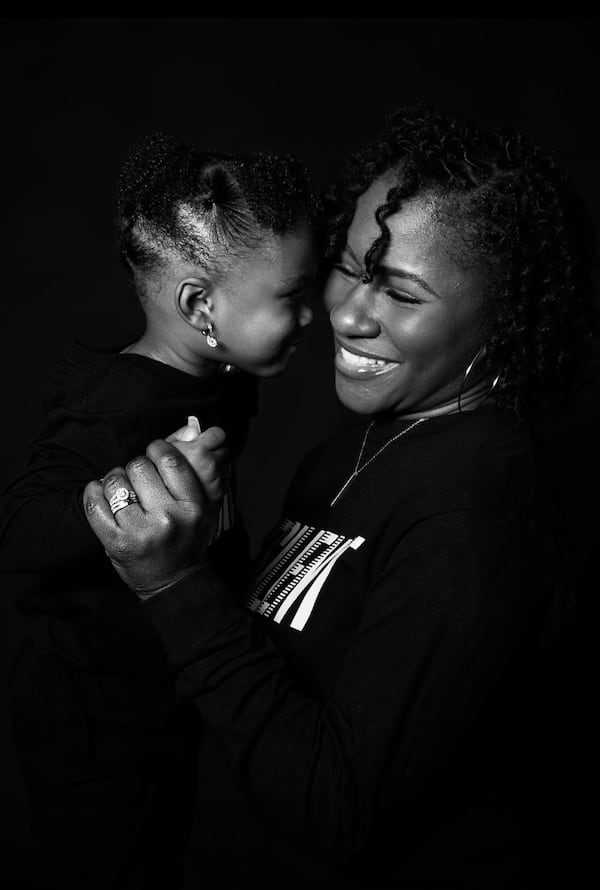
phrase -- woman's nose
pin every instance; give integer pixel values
(353, 316)
(305, 316)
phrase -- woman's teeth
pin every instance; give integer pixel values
(362, 361)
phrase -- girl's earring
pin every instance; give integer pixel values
(209, 333)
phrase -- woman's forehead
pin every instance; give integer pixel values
(413, 223)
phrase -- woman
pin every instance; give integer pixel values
(368, 699)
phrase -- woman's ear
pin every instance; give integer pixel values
(193, 301)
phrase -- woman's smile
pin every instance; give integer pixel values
(352, 362)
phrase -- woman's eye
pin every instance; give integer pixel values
(402, 298)
(346, 270)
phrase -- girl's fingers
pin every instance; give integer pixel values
(174, 469)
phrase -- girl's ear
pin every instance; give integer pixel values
(193, 301)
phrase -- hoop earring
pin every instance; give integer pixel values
(478, 355)
(209, 333)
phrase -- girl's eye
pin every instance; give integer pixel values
(402, 298)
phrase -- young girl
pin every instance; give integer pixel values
(221, 251)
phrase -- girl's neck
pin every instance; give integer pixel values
(176, 355)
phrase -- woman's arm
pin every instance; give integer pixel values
(442, 625)
(42, 521)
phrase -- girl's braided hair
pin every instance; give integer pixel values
(175, 200)
(506, 205)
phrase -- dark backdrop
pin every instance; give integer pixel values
(76, 92)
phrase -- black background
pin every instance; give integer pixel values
(76, 92)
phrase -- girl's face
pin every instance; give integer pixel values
(263, 303)
(404, 340)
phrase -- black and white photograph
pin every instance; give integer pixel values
(299, 469)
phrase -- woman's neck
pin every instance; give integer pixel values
(470, 400)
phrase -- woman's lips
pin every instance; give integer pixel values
(351, 364)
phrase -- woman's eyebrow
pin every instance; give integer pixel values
(393, 272)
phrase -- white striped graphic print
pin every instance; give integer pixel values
(298, 561)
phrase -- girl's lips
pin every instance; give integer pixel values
(361, 366)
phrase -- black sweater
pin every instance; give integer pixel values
(103, 409)
(370, 712)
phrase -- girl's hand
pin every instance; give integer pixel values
(162, 536)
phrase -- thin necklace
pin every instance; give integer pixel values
(358, 470)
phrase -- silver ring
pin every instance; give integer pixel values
(122, 497)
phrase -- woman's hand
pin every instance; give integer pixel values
(163, 536)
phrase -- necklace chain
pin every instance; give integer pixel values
(358, 469)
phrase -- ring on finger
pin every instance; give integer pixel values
(122, 497)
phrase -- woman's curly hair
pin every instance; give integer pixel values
(507, 206)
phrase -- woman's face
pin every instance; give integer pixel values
(263, 303)
(404, 340)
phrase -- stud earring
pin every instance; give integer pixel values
(209, 333)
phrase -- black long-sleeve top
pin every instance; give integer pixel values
(102, 409)
(369, 709)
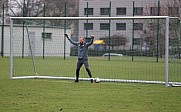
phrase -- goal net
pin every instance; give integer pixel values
(143, 49)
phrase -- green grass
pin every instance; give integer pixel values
(142, 68)
(41, 95)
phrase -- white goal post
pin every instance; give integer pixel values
(167, 18)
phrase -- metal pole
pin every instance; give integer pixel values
(179, 46)
(167, 53)
(11, 49)
(44, 32)
(109, 57)
(157, 39)
(2, 39)
(87, 20)
(133, 33)
(65, 28)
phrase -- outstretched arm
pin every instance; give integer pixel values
(91, 42)
(71, 41)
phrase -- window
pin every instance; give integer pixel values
(46, 35)
(105, 11)
(104, 26)
(154, 11)
(138, 26)
(88, 26)
(138, 11)
(88, 11)
(137, 41)
(173, 11)
(173, 41)
(120, 26)
(153, 26)
(121, 11)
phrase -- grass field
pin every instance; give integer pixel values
(42, 95)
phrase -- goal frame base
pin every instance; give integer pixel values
(101, 80)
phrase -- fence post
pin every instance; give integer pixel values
(109, 57)
(167, 53)
(133, 33)
(65, 30)
(43, 35)
(23, 29)
(158, 29)
(2, 41)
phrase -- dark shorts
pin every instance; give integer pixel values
(80, 62)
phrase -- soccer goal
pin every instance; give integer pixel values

_ _ _ _ _ _ _

*INSTRUCTIONS TO FOLLOW*
From the listing, extract all text exactly as given and drop any picture.

*ANSWER TO THIS PROBLEM*
phrase -- woman's nose
pin every instance; give integer pixel values
(353, 316)
(305, 316)
phrase -- woman's teeth
pin every instance; give integer pixel values
(362, 361)
phrase -- girl's earring
pin every instance; give integer pixel values
(209, 333)
phrase -- woman's forehead
pin every instance; give integer pixel values
(413, 223)
phrase -- woman
pin every instance; give integer pixel values
(368, 699)
phrase -- woman's ear
pin every instance; give integer pixel values
(193, 301)
phrase -- woman's smile
pin every instance; give integer pixel values
(352, 362)
phrase -- woman's eye
pin every instance; give integer pixel values
(402, 298)
(346, 270)
phrase -- girl's fingers
pin every instance; give integer pixel values
(174, 469)
phrase -- girl's ear
pin every instance; give integer pixel values
(193, 301)
phrase -- hoop earring
pin every instance; give integer pixel values
(478, 355)
(209, 333)
phrase -- girl's eye
pin every instance; give integer pixel values
(402, 298)
phrase -- young girl
pin every instance; give integer pixel values
(221, 251)
phrase -- girl's neck
pin every instance; give integer pixel values
(176, 355)
phrase -- woman's arm
pin every instance; give integer pixel values
(442, 625)
(42, 521)
phrase -- girl's braided hair
pin every instance; give integer pixel values
(175, 200)
(506, 205)
phrase -- dark backdrop
pin every instance; give integer pixel values
(76, 92)
phrase -- black background
pin every instance; give integer pixel values
(76, 92)
phrase -- girl's face
pin every instance; give integer pixel values
(263, 303)
(404, 340)
phrase -- black and white photograph
pin every instance; give integer pixel values
(299, 469)
phrase -- woman's neck
pin every instance; give integer pixel values
(470, 400)
phrase -- woman's lips
pin every instance; give integer pixel values
(351, 364)
phrase -- woman's eyebrow
pin every instance; give integer pixel values
(393, 272)
phrase -- white striped graphic print
pin every instance; give integer pixel values
(298, 561)
phrase -- girl's lips
pin every instance; give integer pixel values
(361, 366)
phrase -- black sweater
pin every instance; give integer pixel values
(103, 409)
(370, 712)
phrase -- girl's hand
pin every instance; give integer pixel values
(162, 536)
phrase -- thin necklace
pin every instance; give integer pixel values
(358, 470)
phrase -- silver ring
pin every instance; give integer pixel values
(122, 497)
phrase -- woman's hand
pin every instance; give integer pixel values
(163, 536)
phrase -- necklace chain
pin every instance; give integer pixel values
(358, 469)
phrase -- ring on finger
pin every instance; give integer pixel values
(122, 497)
phrase -- woman's curly hair
pin every instance; give integer pixel values
(507, 206)
phrase -- woman's face
pin every instance; give integer pixel values
(263, 303)
(404, 340)
phrase -- stud earring
pin every instance; give integer pixel values
(209, 333)
phrase -- black long-sleeve top
pin every instance; give integer pixel values
(102, 409)
(369, 709)
phrase -- goal net
pin every instance; give integer pixel values
(143, 49)
phrase -- green grass
pin every instance; give integer pixel values
(142, 68)
(41, 95)
phrase -- white goal post
pin every instance; give integer pixel values
(167, 18)
phrase -- metal pole
pin every instance; give integer pixel values
(179, 46)
(167, 53)
(11, 49)
(44, 32)
(109, 57)
(157, 39)
(2, 39)
(87, 20)
(133, 33)
(65, 28)
phrase -- outstretched arm
pin every instance; give integer pixel values
(91, 42)
(71, 41)
phrase -- window
pin every instance; give integer pixel values
(46, 35)
(105, 11)
(104, 26)
(154, 11)
(138, 26)
(88, 26)
(138, 11)
(88, 11)
(137, 41)
(173, 11)
(173, 41)
(120, 26)
(153, 26)
(121, 11)
phrase -- grass field
pin every instance; give integer pixel values
(42, 95)
phrase -- goal frame base
pin every instance; give integer pixel values
(101, 80)
phrase -- fence post
pin every instance; give integer pixel values
(109, 57)
(167, 53)
(133, 33)
(65, 30)
(43, 35)
(23, 29)
(158, 29)
(2, 41)
phrase -- dark shorts
pin every instance; give integer pixel values
(80, 62)
phrase -- soccer goal
pin every instance; give integer pixel values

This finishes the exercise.